> **Set exercise**
Rewrite the lines below with "separated by a single space" replaced by "split by one space" everywhere, leaving everything else untouched.
^^^^
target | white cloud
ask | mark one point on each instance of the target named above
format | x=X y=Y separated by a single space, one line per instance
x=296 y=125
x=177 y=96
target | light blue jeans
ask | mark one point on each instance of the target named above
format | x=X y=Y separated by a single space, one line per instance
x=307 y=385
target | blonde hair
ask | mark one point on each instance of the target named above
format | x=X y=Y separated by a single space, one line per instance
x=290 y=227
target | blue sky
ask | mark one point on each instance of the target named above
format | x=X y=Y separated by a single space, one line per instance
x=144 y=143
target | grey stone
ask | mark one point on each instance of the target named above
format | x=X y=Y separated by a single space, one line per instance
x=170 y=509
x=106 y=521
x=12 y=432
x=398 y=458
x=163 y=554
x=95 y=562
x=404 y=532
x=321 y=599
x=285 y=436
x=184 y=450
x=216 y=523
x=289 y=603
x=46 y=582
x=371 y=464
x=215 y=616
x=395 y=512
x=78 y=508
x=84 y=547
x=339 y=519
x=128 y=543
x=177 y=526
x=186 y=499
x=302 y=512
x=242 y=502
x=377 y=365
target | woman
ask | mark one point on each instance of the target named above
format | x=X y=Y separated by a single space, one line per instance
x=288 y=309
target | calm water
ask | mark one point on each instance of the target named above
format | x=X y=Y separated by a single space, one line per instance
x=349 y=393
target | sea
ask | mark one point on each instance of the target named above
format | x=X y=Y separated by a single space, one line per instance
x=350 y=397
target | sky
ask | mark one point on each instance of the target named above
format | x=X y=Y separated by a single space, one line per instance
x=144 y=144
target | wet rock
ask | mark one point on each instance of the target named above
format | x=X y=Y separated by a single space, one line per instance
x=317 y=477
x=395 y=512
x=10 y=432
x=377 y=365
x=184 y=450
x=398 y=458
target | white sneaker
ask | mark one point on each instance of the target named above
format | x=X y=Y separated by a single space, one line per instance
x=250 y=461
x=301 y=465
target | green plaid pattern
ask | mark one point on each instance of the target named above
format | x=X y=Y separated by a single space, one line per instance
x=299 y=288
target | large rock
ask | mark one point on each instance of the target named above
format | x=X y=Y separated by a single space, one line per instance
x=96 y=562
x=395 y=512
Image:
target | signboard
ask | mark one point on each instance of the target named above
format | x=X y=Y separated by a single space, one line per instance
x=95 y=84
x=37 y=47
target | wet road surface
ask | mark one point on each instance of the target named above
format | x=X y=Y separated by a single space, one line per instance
^^^^
> **Solution to the exercise**
target | white cloud
ask | mark one point on each instance of the target named above
format | x=X y=Y split by one space, one line per instance
x=296 y=125
x=177 y=96
target | light blue jeans
ask | mark one point on each instance of the target named above
format | x=X y=Y split by one space, one line per instance
x=307 y=385
target | blonde hair
ask | mark one point on each instance of the target named above
format | x=X y=Y split by one space, one line per instance
x=290 y=227
target | blue sky
ask | mark one point on each instance of the target named above
format | x=X y=Y split by one space, one line per instance
x=144 y=143
target | grey stone
ask | mark one point on each instance of the target named above
format | x=X y=Y split by one space, one line per instance
x=170 y=509
x=106 y=521
x=12 y=432
x=398 y=458
x=163 y=554
x=95 y=562
x=404 y=532
x=321 y=599
x=285 y=436
x=184 y=450
x=216 y=523
x=289 y=603
x=46 y=582
x=371 y=464
x=215 y=616
x=395 y=512
x=78 y=508
x=84 y=547
x=339 y=519
x=128 y=543
x=177 y=526
x=186 y=499
x=302 y=512
x=242 y=502
x=377 y=365
target | woman
ask | mark one point on each instance of the target named above
format | x=X y=Y split by one space, one line per instance
x=288 y=309
target | calm water
ask | mark one point on each instance of the target named above
format | x=X y=Y split by one space, one line per instance
x=349 y=393
target | sea
ask | mark one point on each instance of the target named above
format | x=X y=Y split by one space, one line per instance
x=350 y=397
target | sky
ask | mark one point on each instance of the target named above
format | x=X y=Y split by one space, one line per instance
x=144 y=144
target | wet rock
ask | mark one point on each instance of the target named above
format | x=X y=Y split by one space, one line per instance
x=317 y=477
x=395 y=512
x=10 y=432
x=377 y=365
x=184 y=450
x=398 y=458
target | white sneaker
ask | mark one point on each instance of the target named above
format | x=X y=Y split by one space, one line per instance
x=250 y=461
x=301 y=465
target | green plaid pattern
ask | mark one point on each instance of the target named above
format | x=X y=Y split by one space, one line per instance
x=299 y=288
target | large rock
ask | mark one point on each instance of the target named above
format | x=X y=Y split by one space, one line per instance
x=96 y=562
x=395 y=512
Image:
target | signboard
ask | mark one point on each instance of the target named above
format | x=X y=Y split by one space, one line per instance
x=95 y=84
x=37 y=47
target | wet road surface
ask | mark one point on each instance of the target named above
format | x=X y=Y split by one space, one line per instance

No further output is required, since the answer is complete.